Open boundary conditions are imposed in [[Module Hydrodynamic|hydrodynamic]] module of MOHID. These differs from Level 1 to Level n of nested aplications. Level 1 is a 2D barotropic model usualy forced only with tide (no wind in atmosphere and InterfaceWaterAir module) with a slow connection. From Level 2 to Level n of nested domains the models are 3D baroclinic (e.g., include th density gradientes efects) and the OBC are resolved by imposing a Flow Relaxation Scheme (FRS) similar to the one presented by Marchesiello et al. (2001). The FRS is applied to temperature (T), salinity (S) and velocities (U, V) (Martinsen and Engedahl, 1987) being combined with a radiation scheme from Flather (1976) for the barotropic mode. The barotropic forces are turned on and the wind stress and atmospheric pressure terms imposed and connected slowly.

====Level 1====

Sample of the hydrodynamic file:

BAROCLINIC : 0

SLOWSTART : 86400 !Connection of the tide slowly. Remove it in the continuous run

CONTINUOUS : 0 !Change to CONTINUOUS: 1 in the continuous run

INITIAL_ELEVATION : 1 !Remove it in the continuous run
INITIAL_ELEVATION_VALUE : 1.8 !Remove it in the continuous run

TIDE : 1
TIDEPOTENTIAL : 1

DATA_ASSIMILATION : 0
BRFORCE : 0
SUBMODEL : 0

WIND : 0
ATM_PRESSURE : 0

BIHARMONIC : 1
BIHARMONIC_COEF : 2e9 !BIHARMONIC_COEF = Dx^3/100

RESIDUAL : 1
ENERGY : 1

OUTPUT_TIME : 21600

====Level 2====

Sample of the hydrodynamic file:

BAROCLINIC : 1
BAROCLINIC_POLIDEGREE : 1

ADV_METHOD_H : 4
ADV_METHOD_V : 4
TVD_LIMIT_H : 4
TVD_LIMIT_V : 4
VOLUME_RELATION_MAX : 1.3

CONTINUOUS : 0 !Change to CONTINUOUS: 1 in the continuous run

TIDE : 0
TIDEPOTENTIAL : 1
DATA_ASSIMILATION : 1
BRFORCE : 1
ATM_PRESSURE : 1

IMPOSE_INVERTED_BAROMETER : 1 !Activate the [[InvertedBarometer|Inverted Barometer]] method

RADIATION : 2
LOCAL_SOLUTION : 7 !OBC from submodel (Level 1) + field (MyOcean or RTOFS) + gauges (pressure effect from inverted barometer effect)

· · · · · · ·

**What this exercise asks:**
**a.** In the Level 1 hydrodynamic file sample of the text on MOHID open boundary conditions, which keywords are set to 0?
**b.** Write the next part of the text on MOHID open boundary conditions, picking up after its final line.

**Available data:**
· · · · · · ·

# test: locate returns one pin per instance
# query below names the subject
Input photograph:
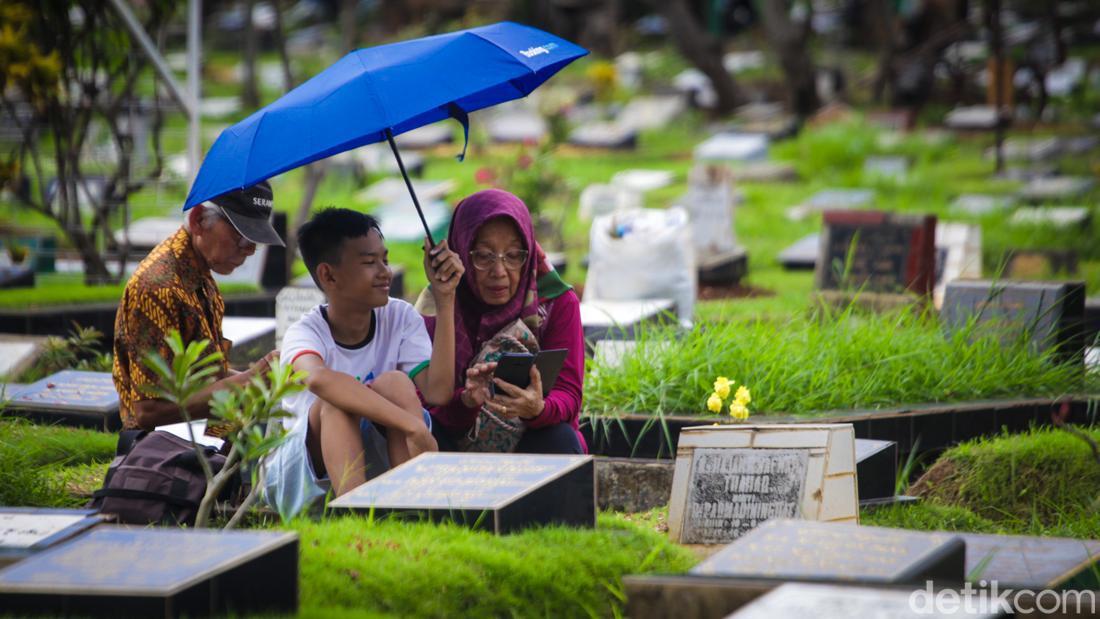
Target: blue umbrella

· · · · · · ·

**Answers for the tasks:**
**a.** BAROCLINIC, CONTINUOUS, DATA_ASSIMILATION, BRFORCE, SUBMODEL, WIND, ATM_PRESSURE

**b.**
SUBMODEL : 1
MISSING_NULL : 1
SUBMODEL_EXTRAPOLATE : 1
SUBMODEL_FATHER_HOT_START : 1 !Change it to SUBMODEL_FATHER_HOT_START : 0 in the continuous runs

EXTERNAL_BAROTROPIC_2D : 0

RAMP : 1 !Start with baroclinic force null and only after a specific period the total force is compute. Remove it in the continuous run
RAMP_PERIOD : 259200 !Remove it in the continuous run

WIND : 2 !Using a ramp period for wind forcing. Change it to WIND: 1 in the continuous runs
WIND_SMOOTH_PERIOD : 259200 !Remove it in the continuous run

ATM_PRESSURE : 1 !Connect pressure forcing slowly for a period of time.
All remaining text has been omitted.